■ **ARBEITSANWEISUNGEN**
**a.** Wofür benötigt semirb in der Diskussion über den Cross Join ein Anwendungsbeispiel?
**b.** Führen Sie die Diskussion über den Cross Join im Anschluss an ihren letzten Satz weiter.

■ **QUELLE**
++++

# MS Access: Cross Join / Full Join: Anwendungsbeispiel



## semirb (13. Dezember 2006)

Hi,


für ein Referat über Joins bräuchte ich ein Anwendungsbeispiel für den CROSS JOIN-Befehl, aber so sehr ich auch nachdenke, fällt mir nix ein.

Mit Cross Join meine ich folgendes:

SELECT *
FROM tbl1, tbl2;

tbl1 hat als Entitätsmengen (Spalten) x, y;
tbl2 hat x, y, z.

Bei einer Abfrage werden also die Spalten 

tbl1.x  |  tbl1.y  |  tbl2.x  |  tbl2.y  |  tbl2.z

ausgegeben.

Was kann man in der Praxis damit anfangen?


----------



## zeja (13. Dezember 2006)

Ein Cross Join (Kreuzmenge) kombiniert vor allem alle Zeilen aus der Tabelle tbl1 mit allen Zeilen aus Tabelle tbl2.

++++

■ **DATENSÄTZE**
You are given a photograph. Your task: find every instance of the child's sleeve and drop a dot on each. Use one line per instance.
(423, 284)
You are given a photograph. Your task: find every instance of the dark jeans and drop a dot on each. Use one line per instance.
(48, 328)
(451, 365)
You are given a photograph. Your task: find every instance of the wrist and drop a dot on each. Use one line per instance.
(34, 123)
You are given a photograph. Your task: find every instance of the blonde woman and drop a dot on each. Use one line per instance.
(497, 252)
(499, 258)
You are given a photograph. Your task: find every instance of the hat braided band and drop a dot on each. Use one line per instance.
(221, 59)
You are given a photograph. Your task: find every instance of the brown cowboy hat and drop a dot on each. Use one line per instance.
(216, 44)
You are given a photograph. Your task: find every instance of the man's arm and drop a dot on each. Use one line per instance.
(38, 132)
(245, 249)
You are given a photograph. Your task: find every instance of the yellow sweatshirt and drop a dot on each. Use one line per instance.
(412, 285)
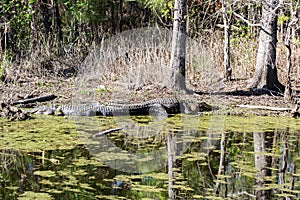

++++

■ **ANTWORTEN**
**a.** Für ein Referat über Joins.

**b.**
Als Beispiel:
x | y
------
3 | 2
5 | 4

x | y | z
-----------
1 | 1 | 1
1 | 2 | 2

Ergibt:
t1.x | t1.y | t2.x | t2.y | t2.z
  3 ___ 2 ___ 1 __ 1 __ 2
  3 ___ 2 ___ 1 __ 2 __ 2
  5 ___ 4 ___ 1 __ 1 __ 2
  5 ___ 4 ___ 1 __ 2 __ 2

Beispiel wäre z.B. eine Werkstatt die die Umspritzung von Autos anbietet und in Tabelle Farbe die möglichen Farben notiert hat. In Tabelle 2 sind die Automarken notiert die umgespritzt werden können. Kombiniert man die Tabellen mit einem Cross Join so erhält man für jedes Auto die möglichen Farben in die umgespritzt werden kann und könnte dies z.B. auf einer Homepage darstellen. So muss man nicht für jedes Auto jede Farbe pflegen.


----------



## semirb (13. Dezember 2006)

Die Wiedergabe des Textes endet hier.